_Requirement:_ Each line of the data below should be repeated exactly.

Recorded data:
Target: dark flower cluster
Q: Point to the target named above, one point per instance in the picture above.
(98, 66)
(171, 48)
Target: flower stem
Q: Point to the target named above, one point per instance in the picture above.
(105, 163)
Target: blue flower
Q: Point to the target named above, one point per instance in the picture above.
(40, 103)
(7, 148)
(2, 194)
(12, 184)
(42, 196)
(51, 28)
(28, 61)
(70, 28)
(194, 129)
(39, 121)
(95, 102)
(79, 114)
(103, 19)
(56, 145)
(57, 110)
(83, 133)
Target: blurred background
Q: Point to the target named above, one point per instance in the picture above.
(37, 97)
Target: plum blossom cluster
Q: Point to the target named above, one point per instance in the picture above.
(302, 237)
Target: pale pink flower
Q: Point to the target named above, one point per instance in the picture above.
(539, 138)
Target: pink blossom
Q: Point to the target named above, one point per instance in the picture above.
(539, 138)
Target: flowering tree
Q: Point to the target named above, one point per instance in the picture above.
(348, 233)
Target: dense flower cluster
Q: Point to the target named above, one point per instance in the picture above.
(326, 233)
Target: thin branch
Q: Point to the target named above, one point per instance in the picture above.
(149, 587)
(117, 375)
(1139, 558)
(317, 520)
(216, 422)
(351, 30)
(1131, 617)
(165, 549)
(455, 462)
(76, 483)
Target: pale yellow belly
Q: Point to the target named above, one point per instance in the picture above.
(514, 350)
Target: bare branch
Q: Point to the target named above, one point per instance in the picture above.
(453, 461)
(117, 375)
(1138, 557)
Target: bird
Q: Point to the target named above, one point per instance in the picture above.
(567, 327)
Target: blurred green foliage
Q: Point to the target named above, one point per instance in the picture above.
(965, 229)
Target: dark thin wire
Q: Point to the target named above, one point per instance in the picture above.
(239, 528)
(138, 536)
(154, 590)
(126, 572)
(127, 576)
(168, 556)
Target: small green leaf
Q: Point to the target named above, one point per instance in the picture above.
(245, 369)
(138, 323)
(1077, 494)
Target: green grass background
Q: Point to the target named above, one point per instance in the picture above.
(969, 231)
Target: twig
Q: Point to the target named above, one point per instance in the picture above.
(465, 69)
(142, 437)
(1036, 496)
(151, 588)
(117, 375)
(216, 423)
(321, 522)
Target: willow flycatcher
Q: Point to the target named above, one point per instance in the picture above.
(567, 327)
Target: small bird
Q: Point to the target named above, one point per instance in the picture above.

_Task result:_
Target: dark flower cluster
Q: Point to the target named above, one point per instance in the picture above.
(98, 66)
(171, 48)
Target: flower stem
Q: Point to the target named above, one point per instance in the picture above.
(105, 163)
Target: blue flower
Q: Point to the target named above, one point per instance in the picture above.
(40, 103)
(7, 148)
(2, 194)
(12, 184)
(42, 196)
(51, 28)
(28, 61)
(70, 28)
(194, 129)
(39, 121)
(95, 102)
(79, 114)
(103, 19)
(56, 145)
(57, 110)
(83, 133)
Target: blurred background
Q: Point to the target named above, one point per instance in the picture above.
(37, 97)
Target: plum blossom cluster
Q: Point to the target named above, one point per instance in the picture above.
(302, 237)
Target: pale pink flower
Q: Point to the target named above, one point per instance in the picture above.
(539, 138)
Target: pink blossom
Q: Point to the target named above, one point per instance in the picture above.
(539, 138)
Target: flowering tree
Q: Point to the target named above, one point per instance in the picture above.
(348, 233)
Target: dense flower cluster
Q: Point to the target named above, one point per instance in the picture above.
(326, 233)
Target: thin branch
Q: Point to the target named above, one point per instance in the picture above.
(149, 587)
(117, 375)
(1139, 558)
(317, 520)
(216, 422)
(351, 30)
(1131, 617)
(165, 549)
(455, 462)
(76, 483)
Target: pale yellow belly
Q: Point to the target named above, one point per instance in the picture above.
(514, 350)
Target: bare branch
Q: Point to the target named above, one point per instance in the picture above.
(453, 461)
(117, 375)
(1138, 557)
Target: bird
Q: Point to the target named above, one point per instance in the picture above.
(567, 327)
Target: blurred green foliage
Q: Point to the target named above, one point per instance in the picture above.
(965, 229)
Target: dark thin wire
Q: Point to the target named above, one point per instance in the picture above.
(239, 528)
(138, 536)
(154, 590)
(126, 572)
(127, 576)
(168, 556)
Target: small green leaf
Q: Point to the target named above, one point per instance in the picture above.
(245, 369)
(138, 323)
(1077, 494)
Target: green grass background
Q: Point to the target named above, one point per instance in the picture above.
(969, 231)
Target: twig
Q: Point to the target named above, one point per instance in the picture above.
(465, 69)
(142, 437)
(1036, 496)
(151, 588)
(117, 375)
(216, 423)
(321, 522)
Target: willow flycatcher
Q: Point to the target named above, one point per instance in the picture above.
(567, 327)
Target: small bird
Q: Point to the target named above, one point per instance in the picture above.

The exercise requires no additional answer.